**Brief:**
Reproduce the records below in full and exactly, without their images.

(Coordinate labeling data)
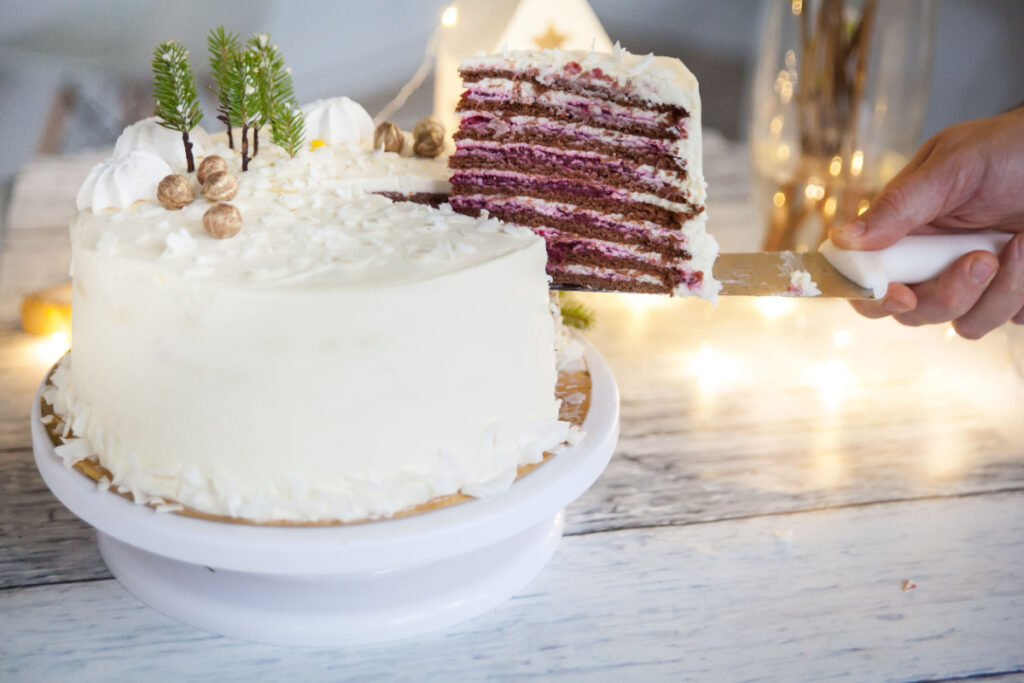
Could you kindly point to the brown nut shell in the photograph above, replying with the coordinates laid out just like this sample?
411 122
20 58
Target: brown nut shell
174 191
222 220
209 166
221 186
388 137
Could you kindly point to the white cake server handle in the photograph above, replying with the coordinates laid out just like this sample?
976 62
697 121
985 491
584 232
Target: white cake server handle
913 259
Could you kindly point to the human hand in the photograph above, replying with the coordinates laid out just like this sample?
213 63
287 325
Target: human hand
970 176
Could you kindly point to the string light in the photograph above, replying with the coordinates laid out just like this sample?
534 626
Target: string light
857 162
772 307
49 349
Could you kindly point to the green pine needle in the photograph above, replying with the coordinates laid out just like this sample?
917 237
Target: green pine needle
221 45
288 128
174 88
242 88
576 314
274 81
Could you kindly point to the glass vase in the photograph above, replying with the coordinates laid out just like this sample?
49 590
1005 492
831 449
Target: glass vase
839 95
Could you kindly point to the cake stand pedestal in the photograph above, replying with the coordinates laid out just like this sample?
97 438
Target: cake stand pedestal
344 585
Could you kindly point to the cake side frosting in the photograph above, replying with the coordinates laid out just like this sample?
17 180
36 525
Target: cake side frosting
341 357
600 154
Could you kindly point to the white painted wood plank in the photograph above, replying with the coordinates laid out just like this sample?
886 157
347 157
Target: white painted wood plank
804 596
923 416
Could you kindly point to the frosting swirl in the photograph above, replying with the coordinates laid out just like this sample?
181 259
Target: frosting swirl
147 135
338 120
120 181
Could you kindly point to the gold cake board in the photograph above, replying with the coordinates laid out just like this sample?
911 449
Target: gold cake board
568 384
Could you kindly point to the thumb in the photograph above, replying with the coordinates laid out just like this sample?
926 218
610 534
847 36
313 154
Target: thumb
909 201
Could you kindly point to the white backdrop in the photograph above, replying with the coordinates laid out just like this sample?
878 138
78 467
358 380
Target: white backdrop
367 49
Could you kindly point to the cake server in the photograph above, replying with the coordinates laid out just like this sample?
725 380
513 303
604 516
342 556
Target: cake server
840 273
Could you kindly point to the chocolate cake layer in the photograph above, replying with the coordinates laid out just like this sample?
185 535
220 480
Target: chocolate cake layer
607 268
552 162
577 116
608 283
586 226
568 249
589 89
566 189
430 199
649 157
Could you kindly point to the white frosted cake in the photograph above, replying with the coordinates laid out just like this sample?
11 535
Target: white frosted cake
341 357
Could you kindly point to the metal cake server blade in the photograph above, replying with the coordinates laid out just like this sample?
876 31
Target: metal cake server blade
867 273
768 273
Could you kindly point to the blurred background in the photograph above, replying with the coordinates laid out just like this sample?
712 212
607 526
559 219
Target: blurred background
73 73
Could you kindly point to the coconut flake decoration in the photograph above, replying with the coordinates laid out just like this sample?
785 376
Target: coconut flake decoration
338 120
147 135
121 181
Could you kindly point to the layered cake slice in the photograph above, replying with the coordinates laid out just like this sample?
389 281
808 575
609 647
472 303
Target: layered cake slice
598 154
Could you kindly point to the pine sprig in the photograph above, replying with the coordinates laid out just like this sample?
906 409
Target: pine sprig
221 45
574 313
288 128
274 82
174 93
242 81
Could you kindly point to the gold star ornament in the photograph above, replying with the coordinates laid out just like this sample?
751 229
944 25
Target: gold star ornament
551 38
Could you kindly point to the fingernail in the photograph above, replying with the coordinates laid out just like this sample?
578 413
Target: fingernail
894 306
852 230
981 269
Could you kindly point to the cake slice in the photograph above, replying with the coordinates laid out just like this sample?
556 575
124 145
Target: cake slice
598 154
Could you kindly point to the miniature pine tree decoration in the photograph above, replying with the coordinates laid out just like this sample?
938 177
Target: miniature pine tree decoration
274 82
221 45
288 128
574 313
242 81
174 92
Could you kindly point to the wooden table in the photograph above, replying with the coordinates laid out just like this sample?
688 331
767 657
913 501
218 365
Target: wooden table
797 494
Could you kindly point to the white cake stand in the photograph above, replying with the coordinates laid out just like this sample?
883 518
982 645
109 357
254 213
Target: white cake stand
342 585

**The reply:**
Could you kindly point to the brown nut shell in the photograph above, replying with the coordinates laid out just like this sample?
411 122
20 58
Target: brown nut shell
174 191
222 220
209 166
221 186
388 137
Could you kindly point to the white cake server handle in the photograph above, replying with the coordinates laid out just like this sample?
976 62
697 121
985 491
584 232
Target: white cake server handle
913 259
Could you kindly point to the human hand in the photograph above, replying with the coordinates laid out just like this sample?
213 63
287 325
Target: human hand
970 176
Could you kindly point to the string light in the photograph above, replying with the coordinates laid out just like this sample?
534 626
Target: string light
857 162
772 307
49 349
Could you kindly point to the green pine needle in the photograph above, replying with the coordinates laid out just like this sample?
917 237
Target: green pine needle
221 45
288 128
174 88
242 88
576 314
274 81
Could you kindly point to the glass vase in the photograph above, replying with the coordinates laid out just like this sample?
49 590
1005 492
831 449
Target: glass vase
839 95
Could you kindly point to the cake stand pedestal in the photograph above, replying with the coordinates laid out just like this sample?
97 438
Target: cake stand pedestal
344 585
Could you kindly point to the cake side frosting in the photograph above, replying with the coordinates laid out just like this sample?
17 180
36 525
Target: cake side frosting
341 357
600 154
Could you kindly point to the white painted wood plank in the photograph above, replying with the coordinates laid out just like this sample?
886 157
347 157
Target: white painted wood plank
804 596
923 416
Could you kindly point to the frosting swirl in the photograph above, replying with the coordinates laid out just like this sample?
181 259
Target: frosting swirl
147 135
338 120
120 181
Could you kindly point to the gold cake board in the photograph above, replying with the coordinates laid out just like this sample?
911 449
Target: gold cake board
568 384
Could you kindly point to the thumb in the photograph above, replying with the coordinates laid out just like this sample?
926 218
610 534
847 36
313 154
Target: thumb
909 201
Could you kindly point to the white backdrop in the photograph above, replying with the coordinates laid out just like this sample?
878 138
78 467
358 380
Target: white backdrop
367 49
Could you kindly point to the cake server in the photograph above, replying with the coordinates laid out just like this sample?
725 380
513 303
604 516
342 556
Target: cake server
840 273
Could you kindly point to the chocolate cake layer in the photograph above, replying with the coordinates laid out just like this sample?
185 535
220 480
Target: chocolate cake layer
607 268
552 162
577 116
608 283
586 226
568 249
589 89
566 189
430 199
649 157
Could you kindly point to the white frosted cake in the photograph above, replying with the coordinates laid out just like this sample?
11 535
Target: white frosted cake
341 357
Could you kindly point to the metal cake server blade in the photograph above, replying with the coordinates laid out just like this sample?
876 31
Target: metal cake server blade
867 273
768 273
Could you kindly point to the blurred background in the photograph above, replying with the coordinates laid out just like this sample?
712 212
607 526
559 219
Target: blurred background
73 73
Could you kindly point to the coconut flake decoration in the photograph above, replying with the coordinates laid out just like this sample?
785 376
Target: coconut flake decoration
338 120
147 135
121 181
Could you kindly point to the layered cake slice in the photograph above, replying with the coordinates laid out just like this sample?
389 281
808 575
609 647
472 303
Target: layered cake slice
598 154
Could you kindly point to the pine sprig in the photograph above, replying with the coordinates laid out just like this sample?
906 409
Target: pine sprig
221 45
574 313
288 128
274 82
174 93
242 81
Could you kindly point to the gold star ornament in the photograph above, replying with the coordinates laid out just like this sample?
751 229
944 25
Target: gold star ornament
551 38
Could you kindly point to the fingernail in the photograph above, replying with the coordinates laid out just like this sample?
578 413
Target: fingernail
894 306
852 230
981 269
Could you kindly point to the cake slice in the photograph above, replying with the coordinates laid out just like this sample?
556 575
124 145
Target: cake slice
598 154
Could you kindly point to the miniature pine tree decoration in the photograph above, replying with the coordinates laid out just like this sample?
938 177
Target: miniature pine tree decoration
274 82
221 45
288 128
574 313
242 81
174 92
Could you kindly point to the wooden table in the photograph above, replying with the coordinates laid out just like this sample?
688 331
767 657
913 501
218 365
Target: wooden table
797 494
Could you kindly point to the white cake stand in the photograph above, replying with the coordinates laid out just like this sample?
883 518
982 645
109 357
254 213
Target: white cake stand
342 585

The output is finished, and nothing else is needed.